__Exercise data__.
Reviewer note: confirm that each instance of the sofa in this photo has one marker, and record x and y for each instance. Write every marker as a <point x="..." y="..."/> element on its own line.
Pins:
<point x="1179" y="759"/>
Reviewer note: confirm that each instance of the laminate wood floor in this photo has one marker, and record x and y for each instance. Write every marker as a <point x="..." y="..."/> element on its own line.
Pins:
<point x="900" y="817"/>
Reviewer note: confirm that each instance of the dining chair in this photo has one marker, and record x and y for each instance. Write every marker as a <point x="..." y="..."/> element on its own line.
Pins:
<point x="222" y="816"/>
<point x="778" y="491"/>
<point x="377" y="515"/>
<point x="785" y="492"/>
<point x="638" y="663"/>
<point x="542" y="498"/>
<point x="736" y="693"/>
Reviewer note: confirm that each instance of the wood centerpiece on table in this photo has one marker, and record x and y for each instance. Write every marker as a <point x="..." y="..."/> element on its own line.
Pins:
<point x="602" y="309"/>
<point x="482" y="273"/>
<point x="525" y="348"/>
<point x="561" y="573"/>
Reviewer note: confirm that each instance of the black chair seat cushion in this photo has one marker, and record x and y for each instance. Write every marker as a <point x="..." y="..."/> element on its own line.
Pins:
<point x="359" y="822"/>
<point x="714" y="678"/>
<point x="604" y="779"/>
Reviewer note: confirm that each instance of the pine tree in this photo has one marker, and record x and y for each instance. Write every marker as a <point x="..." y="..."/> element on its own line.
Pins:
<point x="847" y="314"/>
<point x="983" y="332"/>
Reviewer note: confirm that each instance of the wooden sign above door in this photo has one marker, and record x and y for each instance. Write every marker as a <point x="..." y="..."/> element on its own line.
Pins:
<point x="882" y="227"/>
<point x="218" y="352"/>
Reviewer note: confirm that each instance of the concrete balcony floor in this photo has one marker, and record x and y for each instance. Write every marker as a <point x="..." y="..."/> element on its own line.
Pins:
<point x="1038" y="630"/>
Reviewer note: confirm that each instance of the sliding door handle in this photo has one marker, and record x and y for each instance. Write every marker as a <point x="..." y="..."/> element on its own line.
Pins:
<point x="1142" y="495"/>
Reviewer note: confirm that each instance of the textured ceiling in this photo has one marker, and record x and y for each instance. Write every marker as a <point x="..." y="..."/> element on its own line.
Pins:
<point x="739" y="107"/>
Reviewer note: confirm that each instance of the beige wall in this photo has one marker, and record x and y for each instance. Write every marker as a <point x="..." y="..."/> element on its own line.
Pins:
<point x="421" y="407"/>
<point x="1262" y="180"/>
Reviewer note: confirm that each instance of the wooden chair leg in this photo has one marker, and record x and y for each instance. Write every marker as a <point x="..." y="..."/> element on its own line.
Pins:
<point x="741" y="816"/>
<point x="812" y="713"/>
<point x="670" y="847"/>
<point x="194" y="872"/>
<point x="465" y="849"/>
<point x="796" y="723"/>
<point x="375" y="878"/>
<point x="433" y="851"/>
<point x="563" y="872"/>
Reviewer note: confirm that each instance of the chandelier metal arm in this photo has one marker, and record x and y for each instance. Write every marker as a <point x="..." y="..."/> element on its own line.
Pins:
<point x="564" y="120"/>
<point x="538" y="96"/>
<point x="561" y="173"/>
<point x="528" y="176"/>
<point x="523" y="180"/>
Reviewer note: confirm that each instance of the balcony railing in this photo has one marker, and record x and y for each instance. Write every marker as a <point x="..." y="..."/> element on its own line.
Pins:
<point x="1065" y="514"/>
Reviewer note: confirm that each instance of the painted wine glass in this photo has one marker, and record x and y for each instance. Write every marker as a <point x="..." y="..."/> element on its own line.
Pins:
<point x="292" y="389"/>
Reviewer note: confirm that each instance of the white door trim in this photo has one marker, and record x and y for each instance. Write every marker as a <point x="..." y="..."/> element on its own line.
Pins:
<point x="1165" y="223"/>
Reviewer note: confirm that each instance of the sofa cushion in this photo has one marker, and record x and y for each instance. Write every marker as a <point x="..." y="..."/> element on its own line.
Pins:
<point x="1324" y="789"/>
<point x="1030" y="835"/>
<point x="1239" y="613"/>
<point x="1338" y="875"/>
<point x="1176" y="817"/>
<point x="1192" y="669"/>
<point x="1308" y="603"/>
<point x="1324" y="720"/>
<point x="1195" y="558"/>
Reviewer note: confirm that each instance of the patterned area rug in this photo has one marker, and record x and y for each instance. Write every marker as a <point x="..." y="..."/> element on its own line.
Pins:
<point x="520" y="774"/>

__Task description__. Return every entry exactly as given.

__Answer below__.
Reviewer note: confirm that each instance of the sofa in this photo has one marker, and record x and y for each instance. Write every marker as a <point x="..." y="..."/> element on its own line.
Pins:
<point x="1179" y="759"/>
Reviewer note: confirm that each instance of the laminate wood floor in this photo has one marker, and record x and y for each instance. Write every marker as a <point x="..." y="..."/> element on its own line.
Pins:
<point x="900" y="817"/>
Reviewer note: confirm that each instance of the dining chair in this photo has one marker, and record x and y for each instance. Write every marker as a <point x="..." y="..."/> element on its own line.
Pins:
<point x="222" y="816"/>
<point x="778" y="491"/>
<point x="377" y="515"/>
<point x="785" y="492"/>
<point x="638" y="663"/>
<point x="542" y="498"/>
<point x="736" y="693"/>
Reviewer note: confirm that each instance of the wood centerpiece on table in this photo has one marker, and record x and y for each instance. Write every marker as a <point x="..." y="..."/> element on its own line.
Pins:
<point x="602" y="309"/>
<point x="482" y="273"/>
<point x="525" y="348"/>
<point x="561" y="573"/>
Reviewer note: confirm that each instance of the black chair seat cushion in this photo has one marker, and record x and y for each instance. Write every marker as a <point x="..." y="..."/> element on its own line.
Pins:
<point x="359" y="822"/>
<point x="714" y="678"/>
<point x="604" y="779"/>
Reviewer note: confirm that each instance of the pine tree in this photo has one marker, and record x and y for each instance. Write every marker as a <point x="..." y="..."/> element on its own line.
Pins:
<point x="847" y="314"/>
<point x="983" y="332"/>
Reviewer note: confirm that each instance of the wooden sign above door in this photo has one marker, and record x and y for each instance. Write every marker as a <point x="..." y="..."/> element on its own line.
Pins:
<point x="882" y="227"/>
<point x="218" y="352"/>
Reviewer note: confirm that each instance of the concrete balcony floor in this photo has one marker, and record x and y for each instance. Write every marker as a <point x="..." y="..."/> element on its own line.
Pins:
<point x="1038" y="630"/>
Reviewer note: confirm that each instance of the sliding door handle in this photo has one marker, and record x and y for each instance. Write every marker as a <point x="..." y="..."/> element on its own line.
Pins:
<point x="1142" y="495"/>
Reviewer note: confirm that each instance of the textured ceiling in this photo has one marker, and record x and y for each instance. Write every marker as a <point x="..." y="..."/> element on its own line.
Pins:
<point x="739" y="107"/>
Reviewer note: confirm that each instance of the beige wall in this photo has one marker, and record x and y for each instance. Write every marker as a <point x="..." y="..."/> element on its own line.
Pins:
<point x="421" y="407"/>
<point x="1262" y="180"/>
Reviewer note: confirm that each instance of the wooden chair leg in this photo has one marker, and record x and y for each instance. Write every marker as a <point x="..." y="..."/> element on its own line.
Pins:
<point x="741" y="816"/>
<point x="812" y="713"/>
<point x="670" y="847"/>
<point x="194" y="872"/>
<point x="465" y="849"/>
<point x="796" y="723"/>
<point x="375" y="878"/>
<point x="433" y="851"/>
<point x="563" y="872"/>
Reviewer note: confirm that each instance of the chandelier metal arm in this photo has one marker, and record x and y for each instance. Write every marker as a <point x="..." y="..."/> element on its own line.
Pins:
<point x="564" y="120"/>
<point x="538" y="96"/>
<point x="561" y="173"/>
<point x="528" y="176"/>
<point x="523" y="180"/>
Reviewer note: confirm that each instance of the balcony railing in this photo has one marker, and record x and y for each instance. Write every marker as a <point x="..." y="..."/> element on its own line.
Pins:
<point x="1065" y="514"/>
Reviewer note: confirm that each instance of the painted wine glass in this photo has one marker, and record x and y for each instance. Write every marker as a <point x="..." y="..."/> element on its own line.
Pins:
<point x="292" y="389"/>
Reviewer note: confirm that each instance of the white door trim in this photo has one marker, and record x and y for each instance. Write every marker as a <point x="..." y="..."/> element on its own line.
Pins:
<point x="1165" y="223"/>
Reviewer note: confirm that each instance of the sofa cushion in this photo has one marker, and record x and y for each instance. Write every marker as a <point x="..." y="..."/> element on its own line.
Pins:
<point x="1324" y="789"/>
<point x="1030" y="835"/>
<point x="1239" y="613"/>
<point x="1338" y="875"/>
<point x="1176" y="817"/>
<point x="1192" y="669"/>
<point x="1308" y="603"/>
<point x="1324" y="720"/>
<point x="1195" y="558"/>
Reviewer note: confirm that each instance of the patterned area rug in this photo has one marker, and record x and y for each instance. Write every marker as a <point x="..." y="..."/> element on its own line.
Pins:
<point x="520" y="774"/>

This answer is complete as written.